EXCERPTED RECORDS:
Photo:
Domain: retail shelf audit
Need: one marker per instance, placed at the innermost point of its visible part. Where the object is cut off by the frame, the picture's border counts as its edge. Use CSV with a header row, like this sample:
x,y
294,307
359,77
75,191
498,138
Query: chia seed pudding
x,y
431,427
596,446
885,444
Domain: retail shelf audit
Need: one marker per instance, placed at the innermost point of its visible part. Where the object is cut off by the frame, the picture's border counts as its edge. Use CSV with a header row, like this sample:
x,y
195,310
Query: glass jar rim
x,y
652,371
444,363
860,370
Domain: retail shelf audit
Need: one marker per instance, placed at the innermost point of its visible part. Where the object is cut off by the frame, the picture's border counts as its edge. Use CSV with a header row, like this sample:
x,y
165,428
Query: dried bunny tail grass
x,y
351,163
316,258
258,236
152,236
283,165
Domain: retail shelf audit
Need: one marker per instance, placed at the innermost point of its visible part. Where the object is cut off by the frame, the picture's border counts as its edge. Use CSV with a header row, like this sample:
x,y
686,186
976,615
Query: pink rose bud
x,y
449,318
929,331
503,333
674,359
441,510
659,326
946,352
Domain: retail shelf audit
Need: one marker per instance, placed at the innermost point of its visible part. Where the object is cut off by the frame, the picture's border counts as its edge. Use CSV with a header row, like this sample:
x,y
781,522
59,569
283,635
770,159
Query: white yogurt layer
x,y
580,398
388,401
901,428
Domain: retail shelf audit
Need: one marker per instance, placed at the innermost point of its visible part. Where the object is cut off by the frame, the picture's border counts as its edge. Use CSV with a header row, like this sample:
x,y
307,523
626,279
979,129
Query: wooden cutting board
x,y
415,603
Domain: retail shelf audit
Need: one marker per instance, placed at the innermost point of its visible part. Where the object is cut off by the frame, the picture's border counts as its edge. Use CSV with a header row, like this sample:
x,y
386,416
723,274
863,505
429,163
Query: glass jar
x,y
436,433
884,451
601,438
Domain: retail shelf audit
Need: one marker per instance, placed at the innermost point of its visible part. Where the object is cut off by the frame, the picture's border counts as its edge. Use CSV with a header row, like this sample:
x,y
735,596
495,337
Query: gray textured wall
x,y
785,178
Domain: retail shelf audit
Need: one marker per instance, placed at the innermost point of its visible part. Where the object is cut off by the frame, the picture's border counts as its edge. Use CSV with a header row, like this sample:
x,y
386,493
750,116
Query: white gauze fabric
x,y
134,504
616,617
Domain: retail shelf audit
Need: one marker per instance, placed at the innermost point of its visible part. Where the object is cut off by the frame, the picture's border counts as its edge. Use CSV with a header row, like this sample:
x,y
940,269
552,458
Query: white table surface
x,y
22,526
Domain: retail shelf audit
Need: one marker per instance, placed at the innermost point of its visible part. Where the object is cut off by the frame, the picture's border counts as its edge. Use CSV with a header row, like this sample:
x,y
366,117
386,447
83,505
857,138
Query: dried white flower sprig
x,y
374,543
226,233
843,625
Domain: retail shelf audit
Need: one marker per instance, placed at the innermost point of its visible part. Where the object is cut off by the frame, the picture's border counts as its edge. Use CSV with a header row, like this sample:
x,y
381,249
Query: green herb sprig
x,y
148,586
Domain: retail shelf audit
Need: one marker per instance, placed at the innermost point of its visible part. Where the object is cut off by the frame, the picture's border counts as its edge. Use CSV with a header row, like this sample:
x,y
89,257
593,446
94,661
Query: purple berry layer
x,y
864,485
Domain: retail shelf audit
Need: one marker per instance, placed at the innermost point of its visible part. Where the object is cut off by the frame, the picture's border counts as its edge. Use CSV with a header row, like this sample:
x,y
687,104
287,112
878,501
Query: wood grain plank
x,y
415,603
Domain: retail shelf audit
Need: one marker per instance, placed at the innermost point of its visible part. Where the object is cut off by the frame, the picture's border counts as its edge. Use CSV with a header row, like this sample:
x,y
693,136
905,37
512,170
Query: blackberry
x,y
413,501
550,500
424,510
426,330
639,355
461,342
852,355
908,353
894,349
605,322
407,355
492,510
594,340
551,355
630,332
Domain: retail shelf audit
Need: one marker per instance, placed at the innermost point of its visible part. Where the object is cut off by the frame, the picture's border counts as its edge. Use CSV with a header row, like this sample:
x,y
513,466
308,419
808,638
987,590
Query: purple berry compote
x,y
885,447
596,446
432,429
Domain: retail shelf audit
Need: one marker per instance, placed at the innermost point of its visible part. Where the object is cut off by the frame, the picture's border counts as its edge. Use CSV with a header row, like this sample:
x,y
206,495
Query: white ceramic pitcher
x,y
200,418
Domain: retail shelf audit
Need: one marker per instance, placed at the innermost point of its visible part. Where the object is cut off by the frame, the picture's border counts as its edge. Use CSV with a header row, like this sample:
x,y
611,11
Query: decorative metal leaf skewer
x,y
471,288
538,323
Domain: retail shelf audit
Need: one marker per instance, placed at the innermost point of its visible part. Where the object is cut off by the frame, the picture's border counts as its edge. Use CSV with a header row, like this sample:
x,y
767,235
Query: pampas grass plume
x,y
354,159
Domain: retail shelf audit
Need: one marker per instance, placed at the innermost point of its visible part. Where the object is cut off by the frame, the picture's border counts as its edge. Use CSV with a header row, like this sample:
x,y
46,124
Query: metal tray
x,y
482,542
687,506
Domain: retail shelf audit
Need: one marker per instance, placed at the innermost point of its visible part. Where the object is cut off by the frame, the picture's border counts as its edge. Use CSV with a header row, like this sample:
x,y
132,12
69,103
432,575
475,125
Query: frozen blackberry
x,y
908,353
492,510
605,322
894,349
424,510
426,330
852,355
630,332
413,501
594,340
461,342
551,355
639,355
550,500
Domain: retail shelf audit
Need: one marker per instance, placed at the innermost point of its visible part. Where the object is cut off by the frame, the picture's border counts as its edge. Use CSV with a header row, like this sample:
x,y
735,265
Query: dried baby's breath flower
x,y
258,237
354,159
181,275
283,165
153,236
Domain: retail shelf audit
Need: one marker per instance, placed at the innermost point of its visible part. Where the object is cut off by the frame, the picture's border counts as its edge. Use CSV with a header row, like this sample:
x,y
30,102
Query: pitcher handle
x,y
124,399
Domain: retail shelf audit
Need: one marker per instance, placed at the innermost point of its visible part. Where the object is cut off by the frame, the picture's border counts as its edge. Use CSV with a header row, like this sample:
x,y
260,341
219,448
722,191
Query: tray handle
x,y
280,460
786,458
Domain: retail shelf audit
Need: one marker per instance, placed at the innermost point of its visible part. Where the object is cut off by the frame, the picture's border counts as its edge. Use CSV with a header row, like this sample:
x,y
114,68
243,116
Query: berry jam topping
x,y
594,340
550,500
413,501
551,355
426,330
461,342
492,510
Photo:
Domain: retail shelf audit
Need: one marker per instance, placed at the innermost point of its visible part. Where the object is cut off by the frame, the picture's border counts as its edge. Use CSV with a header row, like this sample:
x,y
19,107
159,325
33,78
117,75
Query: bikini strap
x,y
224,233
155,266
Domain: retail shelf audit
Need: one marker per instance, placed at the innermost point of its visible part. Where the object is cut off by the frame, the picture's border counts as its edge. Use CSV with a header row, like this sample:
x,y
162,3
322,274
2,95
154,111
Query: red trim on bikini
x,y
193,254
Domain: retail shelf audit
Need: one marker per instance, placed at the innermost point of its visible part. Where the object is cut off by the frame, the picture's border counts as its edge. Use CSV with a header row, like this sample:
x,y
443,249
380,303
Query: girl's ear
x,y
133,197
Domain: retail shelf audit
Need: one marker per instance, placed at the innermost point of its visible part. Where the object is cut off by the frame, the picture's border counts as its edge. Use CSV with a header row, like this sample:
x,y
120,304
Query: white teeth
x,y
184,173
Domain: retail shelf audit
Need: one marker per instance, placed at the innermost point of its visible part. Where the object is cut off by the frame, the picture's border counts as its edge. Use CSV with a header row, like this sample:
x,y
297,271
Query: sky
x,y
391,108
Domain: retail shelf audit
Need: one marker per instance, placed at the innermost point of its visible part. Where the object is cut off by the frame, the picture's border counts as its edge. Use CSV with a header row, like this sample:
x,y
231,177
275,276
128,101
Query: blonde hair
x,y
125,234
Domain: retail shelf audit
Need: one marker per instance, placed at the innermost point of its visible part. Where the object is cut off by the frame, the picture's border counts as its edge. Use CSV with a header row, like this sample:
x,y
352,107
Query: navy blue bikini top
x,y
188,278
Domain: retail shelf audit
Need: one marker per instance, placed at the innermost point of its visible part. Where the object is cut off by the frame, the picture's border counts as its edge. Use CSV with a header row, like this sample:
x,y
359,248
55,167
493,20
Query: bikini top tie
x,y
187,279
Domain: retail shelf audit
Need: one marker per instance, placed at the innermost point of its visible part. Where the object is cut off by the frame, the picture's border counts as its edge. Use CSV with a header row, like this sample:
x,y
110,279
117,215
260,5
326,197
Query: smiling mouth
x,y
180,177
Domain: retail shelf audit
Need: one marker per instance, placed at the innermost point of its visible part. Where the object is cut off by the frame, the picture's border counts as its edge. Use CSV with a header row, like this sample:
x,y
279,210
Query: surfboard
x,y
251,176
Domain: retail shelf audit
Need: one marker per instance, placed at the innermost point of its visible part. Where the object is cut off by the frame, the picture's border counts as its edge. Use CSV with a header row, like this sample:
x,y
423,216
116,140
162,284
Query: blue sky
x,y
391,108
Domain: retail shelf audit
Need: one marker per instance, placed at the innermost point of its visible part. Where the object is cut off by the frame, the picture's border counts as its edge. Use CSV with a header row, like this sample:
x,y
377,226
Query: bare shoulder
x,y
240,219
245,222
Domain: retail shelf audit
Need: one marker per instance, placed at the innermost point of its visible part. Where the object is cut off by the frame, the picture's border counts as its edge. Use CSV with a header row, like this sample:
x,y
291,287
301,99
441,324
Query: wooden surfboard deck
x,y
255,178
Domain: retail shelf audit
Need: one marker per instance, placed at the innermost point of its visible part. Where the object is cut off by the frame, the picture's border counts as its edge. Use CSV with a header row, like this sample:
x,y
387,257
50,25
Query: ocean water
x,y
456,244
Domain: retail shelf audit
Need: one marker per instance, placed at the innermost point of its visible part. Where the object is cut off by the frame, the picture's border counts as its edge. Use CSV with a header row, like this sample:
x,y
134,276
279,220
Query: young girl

TASK BRIEF: Exactly reproduce the lines beginning with the one that contains "Query: ocean water" and ending with the last line of the material, both included. Leave out everything else.

OUTPUT OF THE TASK:
Query: ocean water
x,y
456,244
Domain: retail shelf audit
Need: one marker per instance, placed at the innermost point of its visible part. Where the object is cut off by the frame, the picture's border counts as its edge. Use CSV with a header row, like this sample:
x,y
134,276
279,220
Query: young girl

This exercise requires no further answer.